◆ DOCUMENT SEGMENT
-----
The same authority would apply to the Democratic, Libertarian, Green, one or more socialist parties, a social-conservative party, and others. A new party would be authorized if it had ten thousand members. There could thus be a Geoist party that enacted a Georgist single tax on land values (including a tax on dumping pollution into the people’s land). They would attract millions of members, because only the Geoist party would leave workers and enterprises tax-free. (The Libertarian Congress would most likely keep and enact national sales and excise taxes, as was advocated by their previous presidential candidates.)

As a member of the Geoist Party, I would propose that, in order to get landowners to enrol, landowners with net tax losses would be compensated with geo-bonds. Geo-bonds would be backed by a strong asset: they would have the first claim on the future rents of Geoist land.

The Disunited Parties of America would offer Americans a choice of governance. The division would not be pleasant, but it would at least enable each party congress to deal with fiscal issues without the delays and special-interest concerns that are blocking long-term solutions.

Probably the Libertarian Congress would establish its own currency to replace today’s federal reserve notes. They would implement free-market banking. I imagine the Libertarian Congress would mint half-ounce gold coins with a denomination of $1000, engraved with the picture of the Austrian-school economist Ludwig von Mises. The banks in Libertarian land would issue their own currency convertible into Mises gold dollars. Mises bank notes and accounts would be adopted by people in the other party lands, as it would be sound money not vulnerable to inflation. The Republican and Democratic congresses would surely choose to remain with the federal reserve system.

How well the Geoist party economy prospers depends also on its monetary policy. There would be a big battle within the party on whether the Geoist Congress would directly issue fiat currency, or whether to have a free market in money and banking. If the fiat-money faction won, the outcome would be uncertain, as the debt service of geo-bonds could be high because of uncertainty about any future monetary and price inflation. I would vote for financial free trade, but would probably be outnumbered by the fiat money advocates. I imagine most business and households in geo-land would use the libertarian gold-backed money, and they would prefer to hold libertarian bonds that are denominated in gold-backed money that would be free of any inflation, tax, and uncertainty premium.
-----
◆ WHAT THIS EXERCISE ASKS
1 - Using the passage on the Disunited Parties of America, answer these:
(a) How many members would a new party need to be authorized?
(b) What would geo-bonds have the first claim on?
(c) What denomination would the half-ounce gold coins carry?
2 - Summarize the passage on the Disunited Parties of America in two sentences.
3 - Carry the passage on the Disunited Parties of America forward from its last sentence.

Stored data:
-----
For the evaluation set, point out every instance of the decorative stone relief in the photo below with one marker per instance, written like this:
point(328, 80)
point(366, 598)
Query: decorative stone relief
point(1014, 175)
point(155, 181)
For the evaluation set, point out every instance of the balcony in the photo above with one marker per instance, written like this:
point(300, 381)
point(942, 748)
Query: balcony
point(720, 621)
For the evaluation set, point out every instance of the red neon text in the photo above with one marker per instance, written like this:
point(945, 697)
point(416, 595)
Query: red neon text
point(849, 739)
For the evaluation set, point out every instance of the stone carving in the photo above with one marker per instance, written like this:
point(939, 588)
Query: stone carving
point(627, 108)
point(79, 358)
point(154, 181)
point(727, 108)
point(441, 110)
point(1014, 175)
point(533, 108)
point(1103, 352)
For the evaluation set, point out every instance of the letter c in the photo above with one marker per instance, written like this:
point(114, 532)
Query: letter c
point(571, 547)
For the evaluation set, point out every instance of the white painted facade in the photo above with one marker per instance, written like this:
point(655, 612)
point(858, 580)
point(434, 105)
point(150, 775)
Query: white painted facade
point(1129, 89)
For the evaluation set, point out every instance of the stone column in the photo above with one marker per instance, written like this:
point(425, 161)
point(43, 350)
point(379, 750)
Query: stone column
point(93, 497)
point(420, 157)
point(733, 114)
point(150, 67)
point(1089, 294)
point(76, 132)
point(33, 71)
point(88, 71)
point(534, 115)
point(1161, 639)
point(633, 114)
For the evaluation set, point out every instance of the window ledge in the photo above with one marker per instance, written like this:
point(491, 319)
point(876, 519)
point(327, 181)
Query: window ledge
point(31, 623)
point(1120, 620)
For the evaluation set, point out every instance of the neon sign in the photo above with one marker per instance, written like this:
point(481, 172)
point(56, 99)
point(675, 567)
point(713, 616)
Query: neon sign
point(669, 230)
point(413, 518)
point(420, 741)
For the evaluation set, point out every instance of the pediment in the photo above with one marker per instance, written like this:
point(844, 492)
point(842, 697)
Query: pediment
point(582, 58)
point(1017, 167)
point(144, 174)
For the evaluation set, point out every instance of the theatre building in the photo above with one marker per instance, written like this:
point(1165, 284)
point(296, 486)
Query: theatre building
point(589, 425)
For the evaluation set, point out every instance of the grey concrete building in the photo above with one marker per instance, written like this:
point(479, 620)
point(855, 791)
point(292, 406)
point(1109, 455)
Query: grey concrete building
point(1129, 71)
-----
◆ RESPONSE LIST
1 -
(a) Ten thousand members.
(b) The future rents of Geoist land.
(c) $1000.

2 - The passage imagines separate party congresses that would give Americans a choice of governance, including a Geoist party that would tax only land values and compensate landowners with net tax losses through geo-bonds. It predicts that the Libertarian Congress would mint gold-backed Mises dollars under free-market banking, while the Geoist party would split over fiat money versus free banking, and many people in geo-land would likely use the libertarian gold-backed money.

3 -
The Disunited Parties of America would resolve the tax debates. The Democrats would have high taxes on the wealthy, but all the wealthy persons would join the Geoist and Libertarian parties. The Republicans would have low income taxes and low welfare payments, but enterprises and wealthy people would also abandon the Republicans for the Libertarians and Geoists, and socially liberal people would abandon the party due to its strict social-conservative controls on speech, reproduction and drugs. The socialist parties would have high welfare spending for the poor, but no money to pay for it. The Libertarian Party would have some rich landowners and oil companies, but their 40-percent national sales tax would leave it with few residents in the middle and lower income classes.

The Geoist Party would end up with most of the people and land, but it would pay a high debt service for geo-bonds if buyers feared future fiat monetary inflation. With the Democrats and Socialists bankrupt, middle and lower-income folks would join the Geoist Party, since both their income and spending would be tax-free, and there would be full employment at higher wages than in the other party lands.

None of this will happen, but it shows that one source of the problem is an economic policy that is forced on everybody, in contrast to a pure market economy in which each person, family, and local community can choose its own borrowing and spending. The beauty of the market is that it caters to our individual differences, replacing military and political conflict with a diverse market that satisfied our individual desires.